[Start of Attachment]

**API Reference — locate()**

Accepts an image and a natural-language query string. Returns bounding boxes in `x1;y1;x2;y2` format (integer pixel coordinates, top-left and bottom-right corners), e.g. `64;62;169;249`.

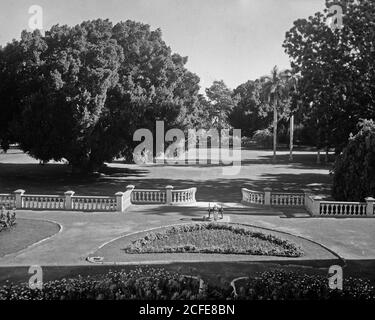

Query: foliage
0;19;203;172
123;223;303;257
237;270;375;300
332;119;375;201
0;268;230;300
205;80;238;130
229;80;271;137
259;66;294;121
230;69;297;140
1;268;374;300
252;128;273;148
0;207;16;232
283;0;375;152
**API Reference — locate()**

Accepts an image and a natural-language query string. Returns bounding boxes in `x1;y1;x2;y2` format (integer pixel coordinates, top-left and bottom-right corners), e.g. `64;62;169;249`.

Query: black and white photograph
0;0;375;315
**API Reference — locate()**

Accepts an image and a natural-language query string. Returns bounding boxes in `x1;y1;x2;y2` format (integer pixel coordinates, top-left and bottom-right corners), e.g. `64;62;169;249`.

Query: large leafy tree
229;80;271;137
205;80;238;129
0;19;202;172
11;21;124;171
0;41;24;151
283;0;375;153
332;119;375;201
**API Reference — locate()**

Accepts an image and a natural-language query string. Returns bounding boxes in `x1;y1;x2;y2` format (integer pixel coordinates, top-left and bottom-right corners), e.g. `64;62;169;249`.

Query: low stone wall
241;187;375;218
0;185;197;212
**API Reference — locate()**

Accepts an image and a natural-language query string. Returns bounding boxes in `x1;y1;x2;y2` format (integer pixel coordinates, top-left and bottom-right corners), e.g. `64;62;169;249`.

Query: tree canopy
283;0;375;152
0;19;203;172
332;119;375;201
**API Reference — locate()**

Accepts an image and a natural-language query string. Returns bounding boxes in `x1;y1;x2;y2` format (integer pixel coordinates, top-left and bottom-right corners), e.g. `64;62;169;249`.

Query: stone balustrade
131;189;167;204
241;188;265;205
0;184;197;212
0;193;16;209
242;187;375;218
271;192;305;206
171;187;197;204
22;194;65;210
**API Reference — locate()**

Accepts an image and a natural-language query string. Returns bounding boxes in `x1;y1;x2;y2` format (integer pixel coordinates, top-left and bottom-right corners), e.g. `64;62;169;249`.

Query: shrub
332;119;375;201
0;207;16;232
0;268;231;300
1;268;374;300
236;270;375;300
252;128;273;148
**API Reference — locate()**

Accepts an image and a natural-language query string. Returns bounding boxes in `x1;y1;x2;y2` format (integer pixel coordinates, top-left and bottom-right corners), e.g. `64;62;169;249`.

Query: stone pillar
302;188;311;205
313;196;323;216
365;197;375;216
115;192;125;212
264;187;271;205
165;185;174;205
123;185;135;211
64;191;75;210
14;189;25;209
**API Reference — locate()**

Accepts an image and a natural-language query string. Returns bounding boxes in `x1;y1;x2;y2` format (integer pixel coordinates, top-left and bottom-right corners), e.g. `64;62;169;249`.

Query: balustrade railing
22;195;65;210
171;188;197;204
241;188;265;205
131;190;166;204
241;187;375;218
319;201;367;217
271;193;305;206
0;193;16;208
71;196;117;211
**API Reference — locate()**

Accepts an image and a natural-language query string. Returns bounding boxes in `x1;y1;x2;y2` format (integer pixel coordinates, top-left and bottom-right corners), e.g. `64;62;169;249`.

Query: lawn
123;223;303;257
0;218;60;257
0;148;332;202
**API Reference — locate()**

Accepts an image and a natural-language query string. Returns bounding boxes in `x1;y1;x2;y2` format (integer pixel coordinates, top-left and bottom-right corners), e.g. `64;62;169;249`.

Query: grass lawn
0;148;332;202
0;218;60;258
124;223;303;257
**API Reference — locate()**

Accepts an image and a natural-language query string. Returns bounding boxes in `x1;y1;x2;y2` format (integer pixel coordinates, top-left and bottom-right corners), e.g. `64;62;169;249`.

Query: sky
0;0;326;91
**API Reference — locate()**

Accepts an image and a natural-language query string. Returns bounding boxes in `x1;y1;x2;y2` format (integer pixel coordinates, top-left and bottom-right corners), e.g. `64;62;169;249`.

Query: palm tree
285;72;300;161
260;66;292;161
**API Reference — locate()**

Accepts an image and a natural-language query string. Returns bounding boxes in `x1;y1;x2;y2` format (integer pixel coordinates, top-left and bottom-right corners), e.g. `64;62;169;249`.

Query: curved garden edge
87;222;344;265
0;218;63;260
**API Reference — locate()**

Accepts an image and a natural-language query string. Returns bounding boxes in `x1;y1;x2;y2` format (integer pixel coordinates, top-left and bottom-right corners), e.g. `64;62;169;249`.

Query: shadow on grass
0;149;332;201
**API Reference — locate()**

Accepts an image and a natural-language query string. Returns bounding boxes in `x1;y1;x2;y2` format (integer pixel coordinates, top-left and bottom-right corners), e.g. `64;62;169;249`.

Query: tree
332;119;375;201
0;41;25;151
205;80;238;130
12;21;124;171
259;66;293;161
283;0;375;154
0;19;203;172
229;80;271;137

[End of Attachment]

→ PROBLEM DESCRIPTION:
Each entry should be transcribed exactly as given, with pictures omitted.

→ SOLVED PROBLEM:
**API Reference — locate()**

Accepts an image and a natural-language query string. Returns bounding boxes in `x1;y1;x2;y2` format (integer pixel coordinates, top-left and bottom-right corners), e.g. `64;62;169;249`.


Query: foliage
0;19;203;172
123;223;303;257
237;270;375;300
332;119;375;201
0;268;230;300
205;80;238;130
229;80;271;137
259;66;294;121
230;69;297;140
1;268;374;300
252;128;273;148
0;207;16;232
283;0;375;152
**API Reference — locate()**

Accepts an image and a natural-language query string. Returns bounding boxes in `x1;y1;x2;y2` format (integer pixel coordinates, top-left and bottom-right corners), e.g. `64;62;169;249`.

Query: black and white photograph
0;0;375;315
**API Reference — locate()**

Accepts an image and a natural-language query string. Returns bounding boxes in `x1;y1;x2;y2` format (integer pixel coordinates, top-left and bottom-right corners), e.g. `64;62;169;249`.

Query: large leafy tree
229;80;271;137
205;80;238;129
0;19;202;172
11;21;124;171
0;41;24;151
283;0;375;153
332;119;375;201
**API Reference — locate()**

Accepts an image and a natural-language query string. Returns bounding boxes in `x1;y1;x2;y2` format (integer pixel coordinates, top-left and bottom-right corners), e.g. `64;62;169;249`.

Query: low stone wall
241;187;375;218
0;185;197;212
**API Reference — locate()**

Accepts an image and a natural-language query string. Returns bounding boxes in `x1;y1;x2;y2` format (integer pixel coordinates, top-left and bottom-right corners), e.g. `64;62;169;249`.

Query: tree canopy
283;0;375;152
0;19;203;172
332;119;375;201
**API Reference — locate()**

Accepts an image and a natural-language query string. Returns bounding boxes in `x1;y1;x2;y2` format (integer pixel coordinates, top-left and bottom-right corners), e.g. `64;62;169;249`.

Query: stone balustrade
131;189;167;204
241;188;265;205
0;184;197;212
0;193;16;209
242;187;375;218
271;192;305;206
171;187;197;204
22;194;65;210
**API Reference — locate()**

Accepts an image and a natural-language query string. Returns bounding boxes in `x1;y1;x2;y2` format (integer pixel coordinates, top-left and bottom-right corners), e.g. `64;62;169;249`.

Query: shrub
332;119;375;201
0;207;16;232
0;268;231;300
1;268;374;300
236;270;375;300
252;128;273;148
**API Reference — locate()**

Accepts an image and a natural-language query string. Returns bounding boxes in `x1;y1;x2;y2` format (integer pixel coordinates, top-left and bottom-right corners), e.g. `64;62;169;249`.

Query: stone pillar
302;188;311;205
313;196;323;216
365;197;375;216
115;192;125;212
264;187;271;205
165;185;174;205
123;185;135;211
64;191;75;210
14;189;25;209
**API Reference — locate()**

Accepts an image and a natural-language query string. Returns bounding boxes in `x1;y1;x2;y2` format (integer pixel coordinates, top-left and bottom-right corners), e.g. `64;62;169;249`.

Query: balustrade railing
22;195;65;210
171;188;197;204
241;188;265;205
131;190;166;204
241;187;375;218
319;201;367;217
271;193;305;206
0;193;16;208
71;196;117;211
**API Reference — locate()**

Accepts an image and a natural-language query string. Returns bounding boxes in `x1;y1;x2;y2` format (integer pixel coordinates, top-left and bottom-right corners), e.g. `64;62;169;249`.

Query: lawn
123;223;303;257
0;218;60;257
0;148;332;202
**API Reference — locate()**

Accepts an image and a natural-language query string. Returns bounding boxes in `x1;y1;x2;y2` format (integer pixel coordinates, top-left and bottom-right corners), e.g. `64;62;169;249`.

Query: grass lawn
0;148;332;202
0;218;60;258
124;223;303;257
**API Reference — locate()**

Accepts an image and a natural-language query string. Returns bounding boxes in `x1;y1;x2;y2` format (integer pixel coordinates, top-left and bottom-right corners), e.g. `64;62;169;249`.

Query: sky
0;0;326;91
**API Reference — locate()**

Accepts an image and a natural-language query string. Returns bounding boxes in `x1;y1;x2;y2` format (integer pixel coordinates, top-left and bottom-right corners), e.g. `64;62;169;249`.

Query: palm tree
285;72;300;161
260;66;292;161
**API Reference — locate()**

Accepts an image and a natural-language query string. Returns bounding boxes in `x1;y1;x2;y2` format (integer pixel coordinates, top-left and bottom-right corners), e.g. `64;62;169;249`.

Query: curved garden edge
87;222;344;265
0;218;63;260
**API Reference — locate()**

Accepts an image and a natural-language query string. Returns bounding boxes in `x1;y1;x2;y2` format (integer pixel coordinates, top-left and bottom-right corners), e.g. `64;62;169;249`.

Query: shadow on grass
0;149;332;201
**API Reference — locate()**

Accepts an image and a natural-language query string. Returns bounding boxes in `x1;y1;x2;y2` format (integer pixel coordinates, top-left and bottom-right corners), e.g. `64;62;169;249`.

Query: tree
332;119;375;201
0;41;25;151
205;80;238;130
12;21;124;171
259;66;293;161
283;0;375;154
0;19;203;172
229;80;271;137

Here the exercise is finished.